## Quoted passage
-- start --
Studio album by Johnny Flynn
- Released: 24 March 2017
- Genre: Folk
- Length: 44:56
- Language: English
- Label: Transgressive

Johnny Flynn chronology
| Country Mile (2013) | Sillion (2017) | Lost in the Cedar Wood (2021) |

= Sillion =

Sillion is the fourth (Note: Not including a live album and film soundtrack.) studio album by British singer-songwriter Johnny Flynn, released in 2017 through Transgressive Records. The album reached no. 96 in the UK.

== Background ==
Sillion was Flynn's first studio album since 2013's Country Mile. In the interim, Flynn was increasingly active as an actor. The record was recorded at Soup Studio in London.
-- end --
## To be done
1. Please set down the part of the Sillion entry starting with "Johnny Flynn chronology" and going on through "96 in the UK.".
2. Answer these questions from the Sillion entry:
(a) Which record label released the album?
(b) Where was the album recorded?
(c) What position did the album reach in the UK?
3. Decide whether each statement agrees with the Sillion entry:
(a) Flynn's previous studio album before Sillion came out in 2013.
(b) The album runs longer than fifty minutes.
(c) Sillion is classed as a folk album.
The data below was taken from a different source than the Sillion entry.

Entries from a point annotation set:
-- start --
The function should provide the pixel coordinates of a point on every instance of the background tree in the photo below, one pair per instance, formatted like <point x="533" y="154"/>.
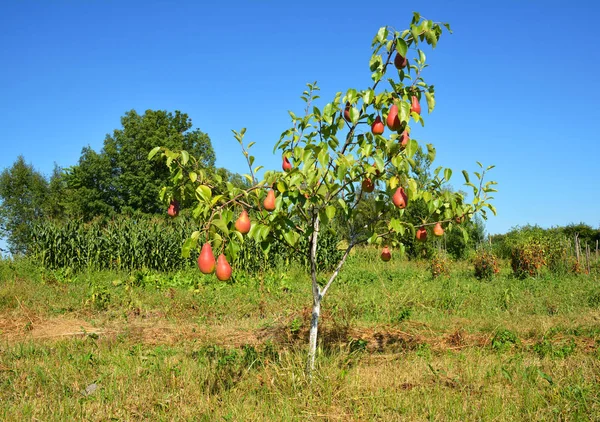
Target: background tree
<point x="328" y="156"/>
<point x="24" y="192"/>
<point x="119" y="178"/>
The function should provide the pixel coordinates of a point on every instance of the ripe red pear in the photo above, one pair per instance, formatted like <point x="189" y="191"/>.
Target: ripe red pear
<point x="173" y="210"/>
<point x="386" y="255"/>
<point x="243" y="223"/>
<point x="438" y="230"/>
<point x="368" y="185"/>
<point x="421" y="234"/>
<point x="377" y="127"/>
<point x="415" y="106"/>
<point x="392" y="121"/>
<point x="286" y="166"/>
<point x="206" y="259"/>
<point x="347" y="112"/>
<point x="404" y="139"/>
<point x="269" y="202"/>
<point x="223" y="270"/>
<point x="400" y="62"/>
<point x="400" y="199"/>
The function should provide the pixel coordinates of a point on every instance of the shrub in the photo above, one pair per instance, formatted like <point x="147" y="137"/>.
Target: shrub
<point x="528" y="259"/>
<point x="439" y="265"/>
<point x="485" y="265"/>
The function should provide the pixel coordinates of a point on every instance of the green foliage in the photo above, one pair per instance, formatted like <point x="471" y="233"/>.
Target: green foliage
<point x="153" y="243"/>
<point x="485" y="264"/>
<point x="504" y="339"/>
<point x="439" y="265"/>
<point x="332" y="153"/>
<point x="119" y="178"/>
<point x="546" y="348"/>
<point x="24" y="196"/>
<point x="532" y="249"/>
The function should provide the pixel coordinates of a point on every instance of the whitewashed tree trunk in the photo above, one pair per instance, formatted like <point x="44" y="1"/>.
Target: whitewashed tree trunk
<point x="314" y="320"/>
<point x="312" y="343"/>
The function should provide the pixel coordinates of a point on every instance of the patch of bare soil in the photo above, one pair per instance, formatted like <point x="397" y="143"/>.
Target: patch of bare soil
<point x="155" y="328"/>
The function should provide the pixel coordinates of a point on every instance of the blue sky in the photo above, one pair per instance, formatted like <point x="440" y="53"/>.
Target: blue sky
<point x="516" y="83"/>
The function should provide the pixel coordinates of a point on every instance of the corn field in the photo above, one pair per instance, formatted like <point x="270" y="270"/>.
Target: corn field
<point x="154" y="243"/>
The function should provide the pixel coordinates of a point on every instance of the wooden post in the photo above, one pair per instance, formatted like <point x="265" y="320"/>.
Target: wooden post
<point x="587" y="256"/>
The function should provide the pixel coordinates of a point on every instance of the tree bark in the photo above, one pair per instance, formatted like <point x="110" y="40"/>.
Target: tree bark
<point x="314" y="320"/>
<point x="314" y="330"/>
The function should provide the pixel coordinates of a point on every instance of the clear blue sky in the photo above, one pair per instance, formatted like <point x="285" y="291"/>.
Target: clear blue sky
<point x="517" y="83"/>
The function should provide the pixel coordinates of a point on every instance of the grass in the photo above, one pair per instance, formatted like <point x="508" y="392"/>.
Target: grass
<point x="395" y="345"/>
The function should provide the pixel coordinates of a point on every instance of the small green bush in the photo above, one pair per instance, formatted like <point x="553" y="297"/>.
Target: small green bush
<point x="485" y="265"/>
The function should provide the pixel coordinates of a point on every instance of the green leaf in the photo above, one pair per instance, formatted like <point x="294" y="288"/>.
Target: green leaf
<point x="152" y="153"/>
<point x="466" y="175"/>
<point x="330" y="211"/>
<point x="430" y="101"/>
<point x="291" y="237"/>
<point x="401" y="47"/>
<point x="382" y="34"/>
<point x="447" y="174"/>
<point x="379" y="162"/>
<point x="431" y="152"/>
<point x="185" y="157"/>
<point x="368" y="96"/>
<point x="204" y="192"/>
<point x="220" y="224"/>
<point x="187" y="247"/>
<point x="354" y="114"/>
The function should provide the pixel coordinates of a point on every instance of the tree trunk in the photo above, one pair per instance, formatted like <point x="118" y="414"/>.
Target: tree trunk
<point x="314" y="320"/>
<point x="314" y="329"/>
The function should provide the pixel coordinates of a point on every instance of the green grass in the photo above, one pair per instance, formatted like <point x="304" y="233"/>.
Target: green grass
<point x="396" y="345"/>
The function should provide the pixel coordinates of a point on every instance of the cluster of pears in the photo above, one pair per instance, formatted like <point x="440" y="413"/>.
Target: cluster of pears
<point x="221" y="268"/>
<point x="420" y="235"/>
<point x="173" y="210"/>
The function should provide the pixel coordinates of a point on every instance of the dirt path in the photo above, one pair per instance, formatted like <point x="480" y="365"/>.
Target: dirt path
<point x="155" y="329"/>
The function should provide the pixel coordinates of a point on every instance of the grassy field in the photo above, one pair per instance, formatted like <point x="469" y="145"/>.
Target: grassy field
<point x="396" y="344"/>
-- end --
-- start --
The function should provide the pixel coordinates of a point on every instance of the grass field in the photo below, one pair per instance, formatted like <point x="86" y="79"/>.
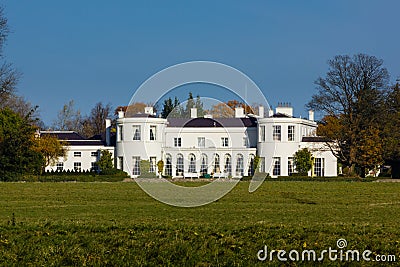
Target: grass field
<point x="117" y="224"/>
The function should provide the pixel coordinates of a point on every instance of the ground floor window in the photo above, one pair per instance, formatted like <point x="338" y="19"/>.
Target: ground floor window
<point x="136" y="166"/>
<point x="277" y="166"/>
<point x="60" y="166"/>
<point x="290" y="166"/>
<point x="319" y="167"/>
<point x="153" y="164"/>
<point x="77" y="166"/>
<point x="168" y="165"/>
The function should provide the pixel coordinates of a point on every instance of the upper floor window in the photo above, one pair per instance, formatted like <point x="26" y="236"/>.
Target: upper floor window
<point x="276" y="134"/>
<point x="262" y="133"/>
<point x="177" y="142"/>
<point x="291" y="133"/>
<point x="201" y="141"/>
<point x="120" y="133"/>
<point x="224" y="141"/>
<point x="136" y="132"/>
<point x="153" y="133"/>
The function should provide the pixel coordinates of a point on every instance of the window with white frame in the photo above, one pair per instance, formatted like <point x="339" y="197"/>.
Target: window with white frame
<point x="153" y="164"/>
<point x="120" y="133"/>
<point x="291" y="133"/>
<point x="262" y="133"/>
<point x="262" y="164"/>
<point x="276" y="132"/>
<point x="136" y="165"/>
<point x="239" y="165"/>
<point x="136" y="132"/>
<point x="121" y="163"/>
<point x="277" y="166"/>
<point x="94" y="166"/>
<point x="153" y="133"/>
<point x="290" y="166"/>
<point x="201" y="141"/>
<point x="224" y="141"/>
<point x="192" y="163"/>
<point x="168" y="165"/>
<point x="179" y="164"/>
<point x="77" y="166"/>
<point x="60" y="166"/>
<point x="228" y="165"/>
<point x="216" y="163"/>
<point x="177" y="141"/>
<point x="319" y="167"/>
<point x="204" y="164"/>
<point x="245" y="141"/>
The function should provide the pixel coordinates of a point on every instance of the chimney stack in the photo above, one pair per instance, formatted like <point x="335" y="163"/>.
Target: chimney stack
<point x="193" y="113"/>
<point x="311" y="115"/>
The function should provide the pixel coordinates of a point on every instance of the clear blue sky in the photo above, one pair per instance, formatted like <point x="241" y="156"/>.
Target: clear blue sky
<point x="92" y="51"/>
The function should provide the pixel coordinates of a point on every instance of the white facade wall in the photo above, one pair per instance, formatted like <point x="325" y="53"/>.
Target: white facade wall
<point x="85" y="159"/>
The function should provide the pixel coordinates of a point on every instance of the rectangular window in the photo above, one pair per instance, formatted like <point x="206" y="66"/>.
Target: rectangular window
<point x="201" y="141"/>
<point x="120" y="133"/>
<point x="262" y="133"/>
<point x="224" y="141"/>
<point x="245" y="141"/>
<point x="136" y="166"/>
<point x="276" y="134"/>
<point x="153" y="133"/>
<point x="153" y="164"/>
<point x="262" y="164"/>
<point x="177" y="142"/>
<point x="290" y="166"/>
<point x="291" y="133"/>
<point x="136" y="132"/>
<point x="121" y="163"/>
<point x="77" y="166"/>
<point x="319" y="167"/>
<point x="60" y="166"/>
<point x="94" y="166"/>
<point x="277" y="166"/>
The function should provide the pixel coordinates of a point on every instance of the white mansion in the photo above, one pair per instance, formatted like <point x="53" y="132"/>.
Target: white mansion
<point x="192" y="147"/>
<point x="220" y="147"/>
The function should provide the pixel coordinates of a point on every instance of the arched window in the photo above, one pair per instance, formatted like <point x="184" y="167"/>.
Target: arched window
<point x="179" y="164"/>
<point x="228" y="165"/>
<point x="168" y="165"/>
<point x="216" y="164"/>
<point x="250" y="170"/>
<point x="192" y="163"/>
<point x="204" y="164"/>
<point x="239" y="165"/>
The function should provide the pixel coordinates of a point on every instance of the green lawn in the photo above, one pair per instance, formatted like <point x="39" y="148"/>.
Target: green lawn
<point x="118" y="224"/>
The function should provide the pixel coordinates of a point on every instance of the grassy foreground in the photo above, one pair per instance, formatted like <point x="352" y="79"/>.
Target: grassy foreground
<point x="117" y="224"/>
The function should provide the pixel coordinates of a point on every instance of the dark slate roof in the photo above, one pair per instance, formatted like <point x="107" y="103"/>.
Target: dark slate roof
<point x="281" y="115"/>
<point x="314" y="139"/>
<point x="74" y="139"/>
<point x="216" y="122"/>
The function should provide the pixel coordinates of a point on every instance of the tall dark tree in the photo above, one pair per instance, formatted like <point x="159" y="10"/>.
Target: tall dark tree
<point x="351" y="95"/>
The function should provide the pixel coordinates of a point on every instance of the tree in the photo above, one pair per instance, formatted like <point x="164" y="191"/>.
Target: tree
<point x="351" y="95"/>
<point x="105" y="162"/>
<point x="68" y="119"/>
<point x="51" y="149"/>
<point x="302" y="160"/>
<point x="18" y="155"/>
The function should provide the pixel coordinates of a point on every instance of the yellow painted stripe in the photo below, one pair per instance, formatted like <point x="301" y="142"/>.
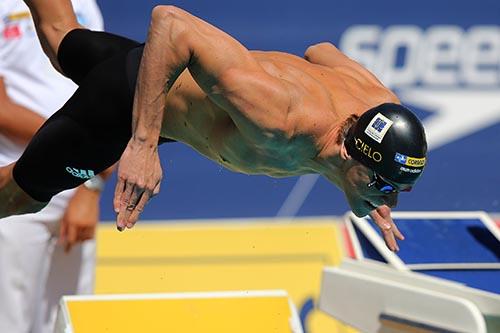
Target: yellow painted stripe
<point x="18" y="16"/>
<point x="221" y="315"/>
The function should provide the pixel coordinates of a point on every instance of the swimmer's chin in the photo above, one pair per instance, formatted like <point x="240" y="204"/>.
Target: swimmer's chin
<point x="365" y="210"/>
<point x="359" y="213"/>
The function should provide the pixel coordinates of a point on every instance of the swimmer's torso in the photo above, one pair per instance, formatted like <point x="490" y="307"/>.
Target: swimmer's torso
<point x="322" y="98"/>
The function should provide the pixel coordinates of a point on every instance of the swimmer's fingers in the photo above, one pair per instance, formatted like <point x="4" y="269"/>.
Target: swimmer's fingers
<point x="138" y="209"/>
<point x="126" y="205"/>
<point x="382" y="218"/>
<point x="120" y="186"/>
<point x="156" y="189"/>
-- end --
## Task-by-task results
1.
Johnny Flynn chronology
| Country Mile (2013) | Sillion (2017) | Lost in the Cedar Wood (2021) |

= Sillion =

Sillion is the fourth (Note: Not including a live album and film soundtrack.) studio album by British singer-songwriter Johnny Flynn, released in 2017 through Transgressive Records. The album reached no. 96 in the UK.

2.
(a) Transgressive Records
(b) Soup Studio in London
(c) No. 96

3.
(a) Yes: "Sillion was Flynn's first studio album since 2013's Country Mile."
(b) No: "Length: 44:56"
(c) Yes: "Genre: Folk"